> _REQUIREMENTS_
Reproduce every one of the rows below word for word, keeping their order and line breaks unchanged.

> _DATA TO USE_
● ● ●
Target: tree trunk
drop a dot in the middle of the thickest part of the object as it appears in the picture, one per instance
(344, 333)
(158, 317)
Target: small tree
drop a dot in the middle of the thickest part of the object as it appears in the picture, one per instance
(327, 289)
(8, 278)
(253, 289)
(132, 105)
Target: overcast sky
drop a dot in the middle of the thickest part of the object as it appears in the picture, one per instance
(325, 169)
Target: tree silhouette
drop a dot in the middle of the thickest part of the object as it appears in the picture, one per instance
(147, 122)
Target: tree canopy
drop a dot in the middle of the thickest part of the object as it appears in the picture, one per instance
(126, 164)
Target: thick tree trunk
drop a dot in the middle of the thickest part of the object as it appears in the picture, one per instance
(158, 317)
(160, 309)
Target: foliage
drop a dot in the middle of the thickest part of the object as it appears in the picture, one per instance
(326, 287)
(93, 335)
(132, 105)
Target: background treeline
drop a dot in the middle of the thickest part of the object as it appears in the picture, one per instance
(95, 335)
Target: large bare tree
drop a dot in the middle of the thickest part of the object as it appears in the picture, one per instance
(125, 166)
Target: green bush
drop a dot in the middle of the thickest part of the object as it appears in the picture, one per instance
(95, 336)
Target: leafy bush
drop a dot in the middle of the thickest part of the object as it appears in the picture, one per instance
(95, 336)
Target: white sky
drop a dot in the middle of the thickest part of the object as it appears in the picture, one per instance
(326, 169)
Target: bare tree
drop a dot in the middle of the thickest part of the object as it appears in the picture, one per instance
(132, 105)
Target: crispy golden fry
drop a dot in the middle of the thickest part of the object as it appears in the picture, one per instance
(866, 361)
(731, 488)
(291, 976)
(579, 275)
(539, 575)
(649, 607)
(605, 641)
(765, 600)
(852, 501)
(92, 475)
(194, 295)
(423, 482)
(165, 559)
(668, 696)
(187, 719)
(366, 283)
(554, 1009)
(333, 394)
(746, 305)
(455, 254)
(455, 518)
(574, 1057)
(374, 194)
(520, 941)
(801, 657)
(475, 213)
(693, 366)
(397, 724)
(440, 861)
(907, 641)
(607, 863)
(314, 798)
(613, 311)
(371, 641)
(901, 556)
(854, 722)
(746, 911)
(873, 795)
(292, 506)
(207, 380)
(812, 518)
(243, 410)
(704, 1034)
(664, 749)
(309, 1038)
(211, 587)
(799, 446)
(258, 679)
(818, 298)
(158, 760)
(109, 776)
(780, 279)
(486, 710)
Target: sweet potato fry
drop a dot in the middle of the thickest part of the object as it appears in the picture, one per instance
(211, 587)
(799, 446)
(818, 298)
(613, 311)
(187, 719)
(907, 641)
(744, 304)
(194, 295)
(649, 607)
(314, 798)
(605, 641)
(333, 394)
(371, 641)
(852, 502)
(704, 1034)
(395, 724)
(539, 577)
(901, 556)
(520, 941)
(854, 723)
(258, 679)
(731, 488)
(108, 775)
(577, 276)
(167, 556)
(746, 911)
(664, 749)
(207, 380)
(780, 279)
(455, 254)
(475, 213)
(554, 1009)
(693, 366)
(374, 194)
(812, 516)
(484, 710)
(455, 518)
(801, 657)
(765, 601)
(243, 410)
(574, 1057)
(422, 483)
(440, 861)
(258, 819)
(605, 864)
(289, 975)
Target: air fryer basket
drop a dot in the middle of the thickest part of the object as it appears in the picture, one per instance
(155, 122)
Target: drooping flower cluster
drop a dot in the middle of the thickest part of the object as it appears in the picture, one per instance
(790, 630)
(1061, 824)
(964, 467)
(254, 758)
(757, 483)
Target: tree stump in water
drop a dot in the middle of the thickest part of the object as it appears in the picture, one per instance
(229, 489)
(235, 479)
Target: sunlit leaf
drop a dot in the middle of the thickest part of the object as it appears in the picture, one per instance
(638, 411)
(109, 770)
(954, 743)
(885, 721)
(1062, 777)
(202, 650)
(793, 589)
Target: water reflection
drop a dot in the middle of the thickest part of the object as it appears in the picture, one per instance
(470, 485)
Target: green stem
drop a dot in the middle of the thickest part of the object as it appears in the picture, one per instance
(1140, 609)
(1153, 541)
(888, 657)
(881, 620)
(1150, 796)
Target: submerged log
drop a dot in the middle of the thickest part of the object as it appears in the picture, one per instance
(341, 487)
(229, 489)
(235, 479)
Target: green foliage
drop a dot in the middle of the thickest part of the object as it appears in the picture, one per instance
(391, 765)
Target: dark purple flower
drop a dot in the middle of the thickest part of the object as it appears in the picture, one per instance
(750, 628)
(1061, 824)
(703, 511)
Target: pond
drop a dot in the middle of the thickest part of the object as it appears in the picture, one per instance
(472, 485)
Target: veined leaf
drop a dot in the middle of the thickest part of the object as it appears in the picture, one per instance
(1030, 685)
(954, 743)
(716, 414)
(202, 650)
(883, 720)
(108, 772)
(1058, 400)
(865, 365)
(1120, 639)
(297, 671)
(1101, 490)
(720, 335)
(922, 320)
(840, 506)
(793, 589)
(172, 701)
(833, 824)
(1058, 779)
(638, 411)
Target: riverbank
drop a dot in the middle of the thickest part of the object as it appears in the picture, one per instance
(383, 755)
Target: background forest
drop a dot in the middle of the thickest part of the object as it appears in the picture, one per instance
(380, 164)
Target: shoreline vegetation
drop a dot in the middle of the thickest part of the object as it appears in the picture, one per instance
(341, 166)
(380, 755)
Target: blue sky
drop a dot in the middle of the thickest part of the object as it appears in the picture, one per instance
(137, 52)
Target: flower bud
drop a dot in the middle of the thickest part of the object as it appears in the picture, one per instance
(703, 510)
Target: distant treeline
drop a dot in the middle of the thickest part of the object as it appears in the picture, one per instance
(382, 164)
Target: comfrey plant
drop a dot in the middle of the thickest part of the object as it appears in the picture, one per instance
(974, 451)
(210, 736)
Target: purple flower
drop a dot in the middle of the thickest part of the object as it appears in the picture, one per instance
● ● ●
> _ANSWER FOR THIS EXERCISE_
Target: tree trunk
drop a dot in the middle of the thickest part of the object as it appears in the picture, one per instance
(344, 333)
(158, 317)
Target: small tree
drop a dot in the middle of the thickest part of the object as it appears in the picture, one per instance
(327, 289)
(8, 278)
(253, 289)
(132, 105)
Target: overcast sky
drop a dot in the middle of the thickest part of the object as it appears in the picture, one per instance
(325, 169)
Target: tree silhouette
drop a dot in the middle of the thickest part of the object as it appears in the picture, one per instance
(147, 122)
Target: tree canopy
drop a dot in the middle of the thickest part of the object as it appears in the picture, one per instance
(126, 164)
Target: thick tree trunk
drop a dot in the middle of the thickest part of the object as it appears in the picture, one per instance
(158, 317)
(160, 309)
Target: foliage
drop a dot in the middle of the thickest part of the object as it appears in the picture, one per instance
(326, 287)
(93, 335)
(132, 105)
Target: background treeline
drop a dot in the middle of the thickest part of the object as it appears in the picture, one per instance
(95, 335)
Target: large bare tree
drop a dot in the middle of the thickest part of the object as it appears in the picture, one per instance
(125, 166)
Target: green bush
drop a dot in the middle of the thickest part of the object as it appears in the picture, one per instance
(95, 336)
Target: leafy bush
drop a dot in the middle of the thickest part of the object as it appears in the picture, one per instance
(95, 336)
Target: white sky
drop a dot in the middle of the thickest part of the object as it appears in the picture, one per instance
(326, 169)
Target: bare tree
drop a dot in the middle of the thickest part of the object as it appears in the picture, one per instance
(132, 105)
Target: crispy golden fry
drop a dot in the middle of the thickest part of the object as it appears in the picture, one per instance
(866, 361)
(731, 488)
(291, 976)
(579, 275)
(539, 575)
(649, 607)
(605, 641)
(765, 600)
(852, 501)
(92, 475)
(194, 295)
(423, 482)
(165, 559)
(668, 696)
(187, 719)
(366, 283)
(554, 1009)
(333, 394)
(746, 305)
(455, 254)
(455, 518)
(574, 1057)
(374, 194)
(520, 941)
(801, 657)
(475, 213)
(693, 366)
(397, 724)
(440, 861)
(907, 641)
(607, 863)
(314, 798)
(613, 311)
(371, 641)
(901, 556)
(854, 722)
(746, 911)
(873, 795)
(292, 506)
(207, 380)
(812, 518)
(243, 410)
(704, 1034)
(664, 749)
(309, 1038)
(211, 587)
(799, 446)
(258, 679)
(818, 298)
(158, 760)
(109, 776)
(780, 279)
(486, 710)
Target: sweet potato fry
drop a dot in the middle of the thickest part of the object as it appears in the picture, one per instance
(211, 587)
(799, 446)
(818, 298)
(613, 311)
(187, 719)
(907, 641)
(744, 304)
(194, 295)
(649, 607)
(314, 798)
(605, 641)
(333, 394)
(371, 641)
(852, 502)
(704, 1034)
(395, 724)
(539, 577)
(901, 556)
(520, 941)
(854, 723)
(258, 679)
(731, 488)
(108, 775)
(577, 276)
(167, 556)
(746, 911)
(664, 749)
(207, 380)
(780, 279)
(455, 254)
(475, 213)
(554, 1009)
(693, 366)
(374, 194)
(812, 516)
(484, 710)
(455, 518)
(801, 657)
(765, 601)
(243, 410)
(574, 1057)
(422, 483)
(440, 861)
(258, 819)
(605, 864)
(289, 975)
Target: air fryer basket
drop a dot in the middle of the thickest part of the object as it appears in the picture, one per instance
(155, 122)
Target: drooping flower cluster
drop a dot in the middle of the thickest part of the object as it appears in the picture, one per instance
(790, 630)
(1061, 824)
(964, 467)
(254, 758)
(757, 483)
Target: tree stump in water
drop a dot in the middle of the thickest part of the object as it appears in the picture, one per instance
(229, 489)
(235, 479)
Target: sunlit leaf
drop a dot in the middle of the thickest part of the object as it appears in the picture, one per instance
(638, 411)
(109, 770)
(954, 743)
(885, 721)
(1062, 777)
(202, 650)
(793, 589)
Target: water reflection
drop a dot in the middle of the thickest part of the object as it appears in the picture, one per instance
(470, 485)
Target: green stem
drop a dot in the middle of the thickest part of the object as it appears in the picture, one per instance
(1140, 609)
(1153, 541)
(888, 657)
(881, 620)
(1150, 796)
Target: submerged log
drop a dot in the middle of the thickest part of the object as it appears in the picture, one per instance
(341, 487)
(229, 489)
(235, 479)
Target: green foliage
drop a dot in the middle of the thickest part of the object as it appears in the picture, one per instance
(391, 765)
Target: dark purple flower
drop a dot in the middle of the thickest part of the object as it appears in the picture, one per instance
(750, 628)
(1061, 824)
(703, 511)
Target: pond
drop a dot in the middle of the thickest part of the object as it appears in the picture, one per instance
(472, 485)
Target: veined leaf
drop a dot in the middle of the thickest part of the object as it appears in the picture, one per instance
(1030, 685)
(954, 743)
(716, 414)
(202, 650)
(883, 720)
(108, 772)
(1058, 400)
(865, 365)
(1120, 639)
(297, 671)
(1101, 490)
(720, 335)
(922, 320)
(840, 506)
(793, 589)
(172, 701)
(833, 824)
(1058, 779)
(638, 411)
Target: riverbank
drop a dot in the middle of the thickest part of the object as it appears in the picture, one per instance
(383, 755)
Target: background forest
drop a dot in the middle of the thickest part of the object as it appears in the picture, one per instance
(380, 164)
Target: shoreline vegetation
drop a dot in the middle of the thickest part of the object as it appears in the picture, one per instance
(341, 166)
(380, 755)
Target: blue sky
drop a dot in the middle of the thickest part of the object as it appears in the picture, one per instance
(137, 52)
Target: flower bud
drop a dot in the middle of the thickest part of the object as it appears in the picture, one per instance
(703, 510)
Target: distant treeline
drop a dot in the middle of the thickest part of the object as it appears in the picture, one per instance
(382, 164)
Target: comfrey plant
drop a dot in the middle of the thickest part of the object as it appears in the picture, one per instance
(974, 451)
(210, 736)
Target: purple flower
drop a dot in the middle of the thickest part of the object as it appears in the picture, one per instance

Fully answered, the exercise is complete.